Natural language region descriptions:
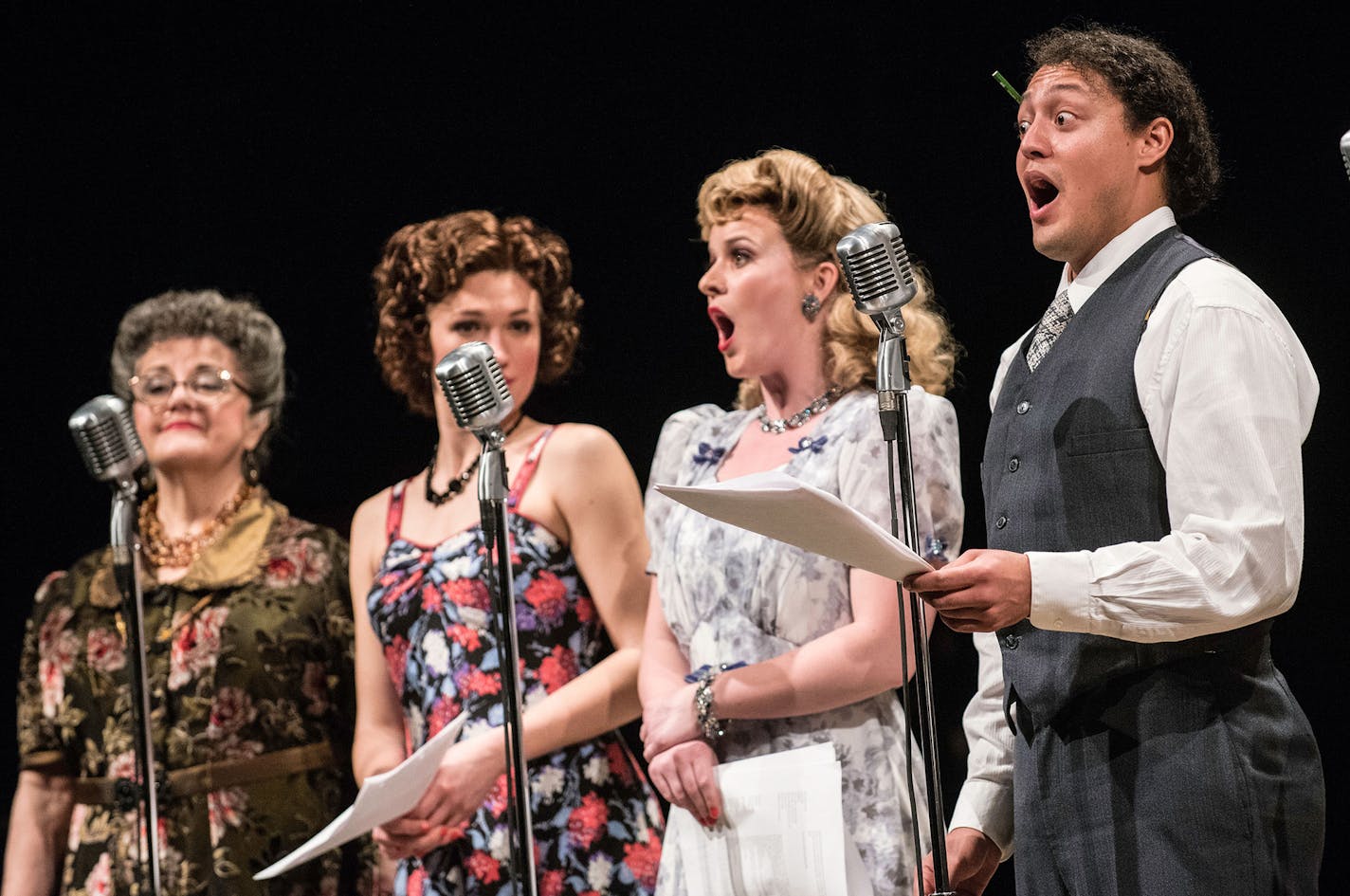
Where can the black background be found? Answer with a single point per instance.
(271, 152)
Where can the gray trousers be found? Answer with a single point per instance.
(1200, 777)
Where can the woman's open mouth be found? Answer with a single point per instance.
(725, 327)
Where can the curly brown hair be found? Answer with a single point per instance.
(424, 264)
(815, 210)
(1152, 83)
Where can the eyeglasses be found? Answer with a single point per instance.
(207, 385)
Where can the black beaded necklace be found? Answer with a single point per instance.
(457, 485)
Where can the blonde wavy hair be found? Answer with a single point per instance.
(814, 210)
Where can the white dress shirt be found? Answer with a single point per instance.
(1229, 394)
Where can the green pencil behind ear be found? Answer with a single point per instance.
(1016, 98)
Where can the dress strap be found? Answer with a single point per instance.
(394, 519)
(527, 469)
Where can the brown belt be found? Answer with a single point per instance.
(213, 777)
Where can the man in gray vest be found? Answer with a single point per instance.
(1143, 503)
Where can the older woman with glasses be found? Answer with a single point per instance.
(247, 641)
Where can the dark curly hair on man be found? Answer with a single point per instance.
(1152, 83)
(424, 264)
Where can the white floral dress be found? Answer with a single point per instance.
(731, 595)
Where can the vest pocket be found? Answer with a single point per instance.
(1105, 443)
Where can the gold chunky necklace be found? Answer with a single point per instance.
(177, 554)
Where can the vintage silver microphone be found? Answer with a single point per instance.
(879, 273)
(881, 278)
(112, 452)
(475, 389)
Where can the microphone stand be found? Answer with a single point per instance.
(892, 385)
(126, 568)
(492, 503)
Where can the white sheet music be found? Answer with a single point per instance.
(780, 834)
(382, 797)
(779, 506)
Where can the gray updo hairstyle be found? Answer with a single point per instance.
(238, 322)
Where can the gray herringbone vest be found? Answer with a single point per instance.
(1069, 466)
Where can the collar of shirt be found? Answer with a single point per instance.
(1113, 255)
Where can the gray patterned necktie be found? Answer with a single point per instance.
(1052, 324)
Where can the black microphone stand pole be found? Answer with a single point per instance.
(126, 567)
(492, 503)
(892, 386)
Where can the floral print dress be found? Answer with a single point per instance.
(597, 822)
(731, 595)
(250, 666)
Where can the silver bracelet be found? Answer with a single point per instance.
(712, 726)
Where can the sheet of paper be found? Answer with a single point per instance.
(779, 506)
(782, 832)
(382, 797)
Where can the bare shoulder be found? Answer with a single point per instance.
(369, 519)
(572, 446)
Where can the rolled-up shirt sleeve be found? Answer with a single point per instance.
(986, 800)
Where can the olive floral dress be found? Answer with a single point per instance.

- Your assignment -
Output exactly, and only, the lines running from the one that contains "Where can the floral" through the last line of the entries above.

- Exercise output -
Where can the floral print dress be found? Answer with a single point per instance.
(597, 822)
(731, 595)
(250, 666)
Where can the silver bracelet be found? Answer with a single point per instance.
(712, 726)
Where can the sheet of paper be found? Answer with a single point per instance.
(779, 506)
(782, 832)
(382, 797)
Where can the bare shoulder be found? Answer with a single point per instance.
(369, 519)
(572, 446)
Where can the rolled-up shirt sleeve be found? Answer with a single point per instance.
(986, 800)
Where can the olive floral dress be found? Answer with a single point per instance.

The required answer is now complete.